[Goal of the exercise] Restating every entry exactly is the whole task.

[Source information]
=== Begin Enclosure ===

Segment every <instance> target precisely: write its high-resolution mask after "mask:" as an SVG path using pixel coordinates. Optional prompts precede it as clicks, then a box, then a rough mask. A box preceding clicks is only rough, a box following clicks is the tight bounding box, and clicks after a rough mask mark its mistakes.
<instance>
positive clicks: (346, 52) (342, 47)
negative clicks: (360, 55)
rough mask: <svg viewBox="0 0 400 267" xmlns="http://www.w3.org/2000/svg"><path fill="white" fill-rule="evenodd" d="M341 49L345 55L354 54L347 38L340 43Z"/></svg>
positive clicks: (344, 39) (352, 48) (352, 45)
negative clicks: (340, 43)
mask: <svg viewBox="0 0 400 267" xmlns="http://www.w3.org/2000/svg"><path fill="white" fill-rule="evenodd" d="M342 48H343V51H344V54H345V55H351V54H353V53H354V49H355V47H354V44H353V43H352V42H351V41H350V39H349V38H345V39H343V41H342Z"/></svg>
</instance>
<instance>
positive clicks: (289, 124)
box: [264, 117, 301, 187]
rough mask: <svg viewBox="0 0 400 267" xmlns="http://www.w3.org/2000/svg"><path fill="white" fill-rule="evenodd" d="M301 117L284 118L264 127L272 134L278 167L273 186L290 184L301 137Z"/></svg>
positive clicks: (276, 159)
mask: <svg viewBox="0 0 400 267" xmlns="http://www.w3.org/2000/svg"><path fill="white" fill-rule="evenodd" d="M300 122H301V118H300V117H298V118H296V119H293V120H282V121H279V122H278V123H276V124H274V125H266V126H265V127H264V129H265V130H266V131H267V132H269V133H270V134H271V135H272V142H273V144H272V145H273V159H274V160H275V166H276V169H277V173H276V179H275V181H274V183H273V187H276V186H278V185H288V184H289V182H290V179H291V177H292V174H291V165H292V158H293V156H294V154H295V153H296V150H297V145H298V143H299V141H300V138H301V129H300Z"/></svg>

=== End Enclosure ===

[Your solution]
Segment every <instance> target precisely: write its high-resolution mask after "mask:" as an SVG path using pixel coordinates. Optional prompts precede it as clicks, then a box, then a rough mask. A box preceding clicks is only rough, a box following clicks is the tight bounding box, and clicks after a rough mask mark its mistakes.
<instance>
positive clicks: (346, 52) (342, 47)
negative clicks: (360, 55)
rough mask: <svg viewBox="0 0 400 267" xmlns="http://www.w3.org/2000/svg"><path fill="white" fill-rule="evenodd" d="M341 49L345 55L354 54L347 38L340 43Z"/></svg>
positive clicks: (344, 39) (352, 48) (352, 45)
negative clicks: (340, 43)
mask: <svg viewBox="0 0 400 267" xmlns="http://www.w3.org/2000/svg"><path fill="white" fill-rule="evenodd" d="M342 48H343V51H344V54H345V55H351V54H353V53H354V49H355V47H354V44H353V43H352V42H351V41H350V39H349V38H345V39H343V41H342Z"/></svg>
</instance>
<instance>
positive clicks: (289, 124)
box: [264, 117, 301, 187]
rough mask: <svg viewBox="0 0 400 267" xmlns="http://www.w3.org/2000/svg"><path fill="white" fill-rule="evenodd" d="M301 117L284 118L264 127L272 134L278 167L273 186L290 184L301 137Z"/></svg>
positive clicks: (276, 159)
mask: <svg viewBox="0 0 400 267" xmlns="http://www.w3.org/2000/svg"><path fill="white" fill-rule="evenodd" d="M300 122H301V118H300V117H298V118H296V119H293V120H282V121H279V122H278V123H276V124H274V125H266V126H265V127H264V129H265V130H266V131H267V132H269V133H270V134H271V135H272V142H273V144H272V145H273V159H274V160H275V166H276V169H277V173H276V179H275V181H274V183H273V187H276V186H278V185H288V184H289V182H290V179H291V177H292V174H291V165H292V158H293V156H294V154H295V153H296V150H297V145H298V143H299V141H300V138H301V129H300Z"/></svg>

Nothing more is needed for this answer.